▸ **AIM**
Your output is the line containing "the toilet bowl" plus all lines after it to the end of the records, reproduced exactly, with nothing else.

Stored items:
============================================================

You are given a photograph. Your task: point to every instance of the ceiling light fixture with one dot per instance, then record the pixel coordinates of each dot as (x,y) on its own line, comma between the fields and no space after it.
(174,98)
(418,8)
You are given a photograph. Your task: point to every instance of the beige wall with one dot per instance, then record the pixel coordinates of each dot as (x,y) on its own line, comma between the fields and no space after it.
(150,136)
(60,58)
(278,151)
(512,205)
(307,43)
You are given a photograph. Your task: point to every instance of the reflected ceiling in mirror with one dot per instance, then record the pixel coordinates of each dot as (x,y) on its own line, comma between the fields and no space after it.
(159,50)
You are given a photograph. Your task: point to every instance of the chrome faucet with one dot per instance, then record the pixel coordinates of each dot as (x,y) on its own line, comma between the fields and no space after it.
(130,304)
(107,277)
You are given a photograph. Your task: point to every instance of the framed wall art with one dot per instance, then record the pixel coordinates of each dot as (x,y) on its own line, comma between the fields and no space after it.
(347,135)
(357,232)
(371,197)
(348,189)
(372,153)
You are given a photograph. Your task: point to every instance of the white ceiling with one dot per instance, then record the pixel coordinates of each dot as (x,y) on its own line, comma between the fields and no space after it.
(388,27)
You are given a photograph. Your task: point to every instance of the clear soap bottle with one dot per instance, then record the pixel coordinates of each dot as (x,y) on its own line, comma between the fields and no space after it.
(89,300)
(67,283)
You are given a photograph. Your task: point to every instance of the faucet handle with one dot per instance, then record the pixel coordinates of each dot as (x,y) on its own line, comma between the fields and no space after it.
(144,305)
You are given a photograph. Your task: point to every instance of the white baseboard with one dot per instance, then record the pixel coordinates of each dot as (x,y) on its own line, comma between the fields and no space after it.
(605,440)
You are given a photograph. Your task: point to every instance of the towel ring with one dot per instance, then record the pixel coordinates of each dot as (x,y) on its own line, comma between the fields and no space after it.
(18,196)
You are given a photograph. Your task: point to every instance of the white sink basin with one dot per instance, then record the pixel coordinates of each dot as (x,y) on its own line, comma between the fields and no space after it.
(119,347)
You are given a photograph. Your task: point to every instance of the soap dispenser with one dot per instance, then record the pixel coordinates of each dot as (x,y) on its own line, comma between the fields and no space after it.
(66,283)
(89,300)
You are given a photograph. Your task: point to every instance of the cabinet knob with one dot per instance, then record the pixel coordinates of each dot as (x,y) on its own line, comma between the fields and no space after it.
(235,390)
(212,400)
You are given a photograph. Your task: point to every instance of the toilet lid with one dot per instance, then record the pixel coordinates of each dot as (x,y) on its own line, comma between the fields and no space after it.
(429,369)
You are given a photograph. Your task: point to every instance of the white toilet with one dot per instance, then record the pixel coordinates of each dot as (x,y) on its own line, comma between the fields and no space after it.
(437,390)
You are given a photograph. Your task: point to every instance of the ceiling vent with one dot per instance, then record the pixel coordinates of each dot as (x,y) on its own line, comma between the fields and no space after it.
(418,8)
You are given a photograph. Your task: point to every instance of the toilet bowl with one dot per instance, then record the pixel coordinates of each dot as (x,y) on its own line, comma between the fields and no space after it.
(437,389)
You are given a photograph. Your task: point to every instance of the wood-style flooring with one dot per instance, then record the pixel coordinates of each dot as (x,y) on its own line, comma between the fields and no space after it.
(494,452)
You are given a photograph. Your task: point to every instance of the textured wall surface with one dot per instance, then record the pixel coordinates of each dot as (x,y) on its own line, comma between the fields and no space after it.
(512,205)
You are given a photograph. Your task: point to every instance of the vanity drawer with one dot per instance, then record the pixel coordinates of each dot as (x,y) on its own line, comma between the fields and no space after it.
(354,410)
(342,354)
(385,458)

============================================================

▸ **FINAL RESULT**
You are given a photograph. Your task: point to every instance of the toilet bowl with one dot per instance, then record the pixel coordinates of each dot as (x,y) on its own line, comma between the fields and no space after it.
(437,389)
You are given a photograph. Your task: point to every instance of the wood-style flooring with one dot per instance, then record the pixel coordinates of each dot as (x,y) on its own line, comma between the fields and no space after it.
(494,452)
You are given a photograph. Your task: point to every instance of the textured wall surface with one dot per instance, then record the pixel coordinates of each dot as (x,y) on its own line, comma between the fields and no space after it.
(512,205)
You are given a photograph. Your task: point to every instance of the vanity drawer with one dot per instance, then record the pixel coordinates of each dot as (x,y) on its own line, comma between the fields and no space after it.
(354,410)
(342,354)
(385,458)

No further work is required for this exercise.